• _Page text_
# # # # #

This year, the University of Newcastle (UON) celebrates 40 years of its highly respected medicine program.
Since 1978 the University has graduated doctors with a dedication to excellence in all aspects of patient care with the skills and capacity to adapt and respond effectively to new and emerging future health needs.
From Foundation Dean, Professor David Maddison revolutionising medical school admission to the establishment of Australia’s only jointly delivered medical program, UON isn’t afraid to do things differently if it means the best possible outcome for Australian communities.
Integral to that unique approach to medical education is the University’s commitment to Indigenous medical education.
Medical schools play an important role in achieving better health for the community as a whole but particularly for those most vulnerable, such as Indigenous communities, through training a competent and culturally-aware medical workforce.
The University of Newcastle has, and continues to be, a trailblazer in graduating Aboriginal and Torres Strait Islander doctors and this contribution has made a significant impact on the Indigenous health agenda.
As we rightly celebrate 40 years of medicine at the University of Newcastle, and in particular its focus on equity, it gives us an opportunity to reflect on that period, and its contribution to the improvement of the health of Australia’s First Nations Peoples, Aboriginal and Torres Strait Islanders.
Thirty-four years later, the Indigenous Medical Education entry program is recognised as one of the most successful and empowering models of Indigenous medical education, graduating more than a third of Australia’s Indigenous doctors – a wonderful achievement.
The ethos and vision of the founders of the University of Newcastle Medical Program, in particular Vice-Chancellor James Auchmuty and the Founding Dean, Professor David Maddison, placed equity at the heart of this new program.

# # # # #

• _Recorded information_
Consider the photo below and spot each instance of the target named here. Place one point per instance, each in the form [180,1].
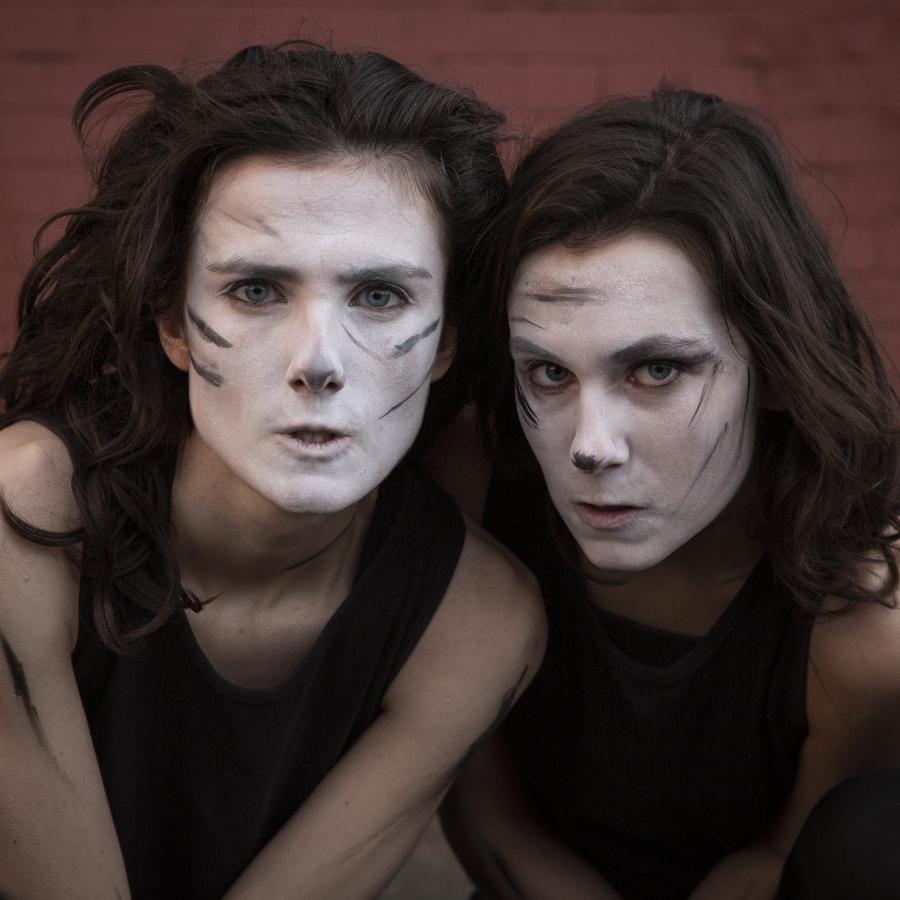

# # # # #

• _Problem 1_
In the article on 40 years of medicine at the University of Newcastle, rewrite the paragraph beginning "From Foundation Dean, Professor David Maddison" as one shorter sentence that keeps its main facts.
• _Problem 2_
List every number or numerical amount that appears in the article on 40 years of medicine at the University of Newcastle, counting a repeated one only once.

• _Reply 1_
UON, whose Foundation Dean Professor David Maddison revolutionized medical school admission and which established Australia's only jointly delivered medical program, is willing to do things differently for the best outcome for Australian communities.

• _Reply 2_
- 40 years
- 1978
- thirty-four years
- more than a third